§ **Estratto**:
↓

Fonte:
http://www.gennarocarotenuto.it/11916-chiesa-parroci-di-frontiera-non-crediamo-in-un-dio-bianco-occidentale-friulano-–-giuliano-neppure-cristiano
Chiesa. Parroci di frontiera: non crediamo in un Dio bianco, occidentale, friulano – giuliano, neppure “cristiano”
di Davide Divo
La lettera di Natale dei ’preti di frontiera’ del Friuli Venezia Giulia è stata presentata a Pozzuolo del Friuli (Udine)
La lettera è stata firmata da Pierluigi di Piazza, Franco Saccavini, Mario Vatta, Alberto De Nadai, Andrea Bellavite, Giacomo Tolot, Piergiorgio Rigolo, Luigi Fontanot e Albino Bizzotto. Definititi in passato “i preti di frontiera” per alcune posizioni critiche con quelle ufficiali della Chiesa.

↑

§ **Materiale di partenza**:

↓

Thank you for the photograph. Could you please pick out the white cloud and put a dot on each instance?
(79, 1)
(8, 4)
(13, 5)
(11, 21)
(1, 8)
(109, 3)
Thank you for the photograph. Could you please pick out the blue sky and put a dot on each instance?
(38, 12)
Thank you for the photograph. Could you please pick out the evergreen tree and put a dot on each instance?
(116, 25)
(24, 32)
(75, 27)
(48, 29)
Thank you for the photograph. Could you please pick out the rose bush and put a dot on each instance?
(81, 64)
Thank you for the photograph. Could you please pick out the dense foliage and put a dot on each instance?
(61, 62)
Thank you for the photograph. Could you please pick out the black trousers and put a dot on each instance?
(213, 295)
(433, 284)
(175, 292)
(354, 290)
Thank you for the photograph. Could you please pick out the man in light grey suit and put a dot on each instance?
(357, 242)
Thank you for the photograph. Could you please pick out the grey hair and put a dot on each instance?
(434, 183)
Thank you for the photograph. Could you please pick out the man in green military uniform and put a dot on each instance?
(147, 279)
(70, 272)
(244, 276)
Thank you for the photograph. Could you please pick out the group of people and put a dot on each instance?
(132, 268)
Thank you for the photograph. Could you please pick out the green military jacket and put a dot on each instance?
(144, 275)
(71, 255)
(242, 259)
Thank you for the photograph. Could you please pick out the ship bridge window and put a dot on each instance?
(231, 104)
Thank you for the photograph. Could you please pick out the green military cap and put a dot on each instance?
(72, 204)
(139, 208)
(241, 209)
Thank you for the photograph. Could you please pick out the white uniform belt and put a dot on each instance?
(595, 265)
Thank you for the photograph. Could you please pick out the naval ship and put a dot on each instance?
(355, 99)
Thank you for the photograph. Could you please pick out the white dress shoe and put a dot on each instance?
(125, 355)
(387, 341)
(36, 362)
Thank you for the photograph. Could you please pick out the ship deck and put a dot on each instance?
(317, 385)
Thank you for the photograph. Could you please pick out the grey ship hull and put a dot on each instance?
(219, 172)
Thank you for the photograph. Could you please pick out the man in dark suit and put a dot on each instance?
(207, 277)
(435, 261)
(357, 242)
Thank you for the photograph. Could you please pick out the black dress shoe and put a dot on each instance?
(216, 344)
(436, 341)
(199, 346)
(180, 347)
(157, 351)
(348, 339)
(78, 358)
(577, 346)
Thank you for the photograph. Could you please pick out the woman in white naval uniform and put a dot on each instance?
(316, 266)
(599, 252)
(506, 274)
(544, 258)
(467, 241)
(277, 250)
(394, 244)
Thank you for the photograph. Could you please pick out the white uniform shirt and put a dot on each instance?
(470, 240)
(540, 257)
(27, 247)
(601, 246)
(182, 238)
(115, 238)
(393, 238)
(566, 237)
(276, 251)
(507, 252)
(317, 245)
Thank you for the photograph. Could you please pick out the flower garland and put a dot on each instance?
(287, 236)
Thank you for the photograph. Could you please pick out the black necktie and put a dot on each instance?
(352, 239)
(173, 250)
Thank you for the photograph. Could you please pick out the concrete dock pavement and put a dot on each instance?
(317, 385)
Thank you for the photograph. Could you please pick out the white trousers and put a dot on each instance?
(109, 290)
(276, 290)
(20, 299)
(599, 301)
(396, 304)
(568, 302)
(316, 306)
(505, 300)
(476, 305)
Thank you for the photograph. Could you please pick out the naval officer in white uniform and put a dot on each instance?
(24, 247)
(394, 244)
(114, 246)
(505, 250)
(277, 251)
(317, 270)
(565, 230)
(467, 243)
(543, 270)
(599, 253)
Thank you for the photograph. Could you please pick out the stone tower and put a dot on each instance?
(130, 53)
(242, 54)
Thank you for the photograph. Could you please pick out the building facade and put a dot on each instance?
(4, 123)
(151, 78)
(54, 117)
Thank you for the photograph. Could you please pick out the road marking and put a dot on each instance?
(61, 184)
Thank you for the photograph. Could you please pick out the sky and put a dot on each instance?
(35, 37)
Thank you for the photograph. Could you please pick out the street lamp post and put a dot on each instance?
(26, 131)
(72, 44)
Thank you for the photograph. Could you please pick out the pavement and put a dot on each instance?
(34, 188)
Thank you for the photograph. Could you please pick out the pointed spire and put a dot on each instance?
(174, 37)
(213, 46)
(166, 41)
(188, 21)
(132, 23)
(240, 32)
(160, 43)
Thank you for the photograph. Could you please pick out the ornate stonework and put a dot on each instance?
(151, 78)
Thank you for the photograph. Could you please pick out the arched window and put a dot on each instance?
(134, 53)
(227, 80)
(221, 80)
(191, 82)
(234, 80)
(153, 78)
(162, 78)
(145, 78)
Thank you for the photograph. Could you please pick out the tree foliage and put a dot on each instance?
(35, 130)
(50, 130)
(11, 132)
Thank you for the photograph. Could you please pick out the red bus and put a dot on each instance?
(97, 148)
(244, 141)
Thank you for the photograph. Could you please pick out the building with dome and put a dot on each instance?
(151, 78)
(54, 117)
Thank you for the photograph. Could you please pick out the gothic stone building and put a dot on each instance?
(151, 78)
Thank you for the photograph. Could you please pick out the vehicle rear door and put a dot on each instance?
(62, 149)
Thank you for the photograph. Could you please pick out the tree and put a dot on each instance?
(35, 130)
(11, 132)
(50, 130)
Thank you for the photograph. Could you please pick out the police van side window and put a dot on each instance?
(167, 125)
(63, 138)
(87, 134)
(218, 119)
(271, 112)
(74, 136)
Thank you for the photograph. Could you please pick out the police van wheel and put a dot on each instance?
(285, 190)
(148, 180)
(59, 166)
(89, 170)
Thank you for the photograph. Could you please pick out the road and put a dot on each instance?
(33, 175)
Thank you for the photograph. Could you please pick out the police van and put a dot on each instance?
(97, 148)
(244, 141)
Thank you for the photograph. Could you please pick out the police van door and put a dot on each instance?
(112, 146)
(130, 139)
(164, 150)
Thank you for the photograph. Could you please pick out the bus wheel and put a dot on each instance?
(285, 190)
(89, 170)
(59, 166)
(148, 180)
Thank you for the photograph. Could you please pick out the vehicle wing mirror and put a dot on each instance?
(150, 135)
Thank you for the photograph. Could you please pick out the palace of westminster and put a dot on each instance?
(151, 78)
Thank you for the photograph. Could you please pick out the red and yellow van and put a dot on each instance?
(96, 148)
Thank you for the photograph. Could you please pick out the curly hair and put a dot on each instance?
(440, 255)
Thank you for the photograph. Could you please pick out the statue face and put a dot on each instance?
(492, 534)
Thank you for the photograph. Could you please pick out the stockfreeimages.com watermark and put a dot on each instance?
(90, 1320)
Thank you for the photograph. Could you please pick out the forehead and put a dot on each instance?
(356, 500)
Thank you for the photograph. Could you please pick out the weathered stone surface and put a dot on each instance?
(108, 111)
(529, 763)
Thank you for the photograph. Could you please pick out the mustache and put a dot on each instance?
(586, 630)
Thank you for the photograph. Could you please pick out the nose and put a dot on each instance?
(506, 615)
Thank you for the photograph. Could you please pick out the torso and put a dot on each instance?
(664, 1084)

↑

§ **Istruzione scritta A**:
Seleziona tutte le righe delle voci in cui compare la parola "hair".
§ **Istruzione scritta B**:
Continua l'articolo sulla lettera di Natale dei preti di frontiera del Friuli Venezia Giulia dopo l'ultima frase riportata.

§ **Risultato esercizio A**:
Thank you for the photograph. Could you please pick out the grey hair and put a dot on each instance?
Thank you for the photograph. Could you please pick out the curly hair and put a dot on each instance?

§ **Risultato esercizio B**:
‘Mi pare che troppe volte viene utilizzato Dio, quando si dice per esempio “l’identità cristiana”, ” le radici cristiane” nei confronti dell’altro che viene – dice Luigi di Piazza – Dio viene utilizzato tante volte per coprire progetti che sono di potere umano, questo non vuol dire nascondere le questioni problematiche, vuol dire assumerle con una sensibilità che una fede in Dio dovrebbe comunicare a tutti noi”.
All’incontro con la stampa nel Centro Balducci di Zugliano (Ud) ha partecipato anche Don Andres (José Andrés Tamayo Cortez), sacerdote dell’Honduras, costretto dal regime a lasciare il suo paese.
“Una situazione, quella che sta vivendo lo stato del centro America, di cui i grandi del mondo non parlano – ha ricordato Don Andres – Eppure dopo l’ascesa al potere di Micheletti, gli omicidi politici di chi tenta di opporsi al regime sono nell’ordine del giorno”
Il dio in cui non crediamo
Non crediamo in un Dio lontano, giudice freddo delle debolezze umane, indifferente ai drammi e alle speranze della storia.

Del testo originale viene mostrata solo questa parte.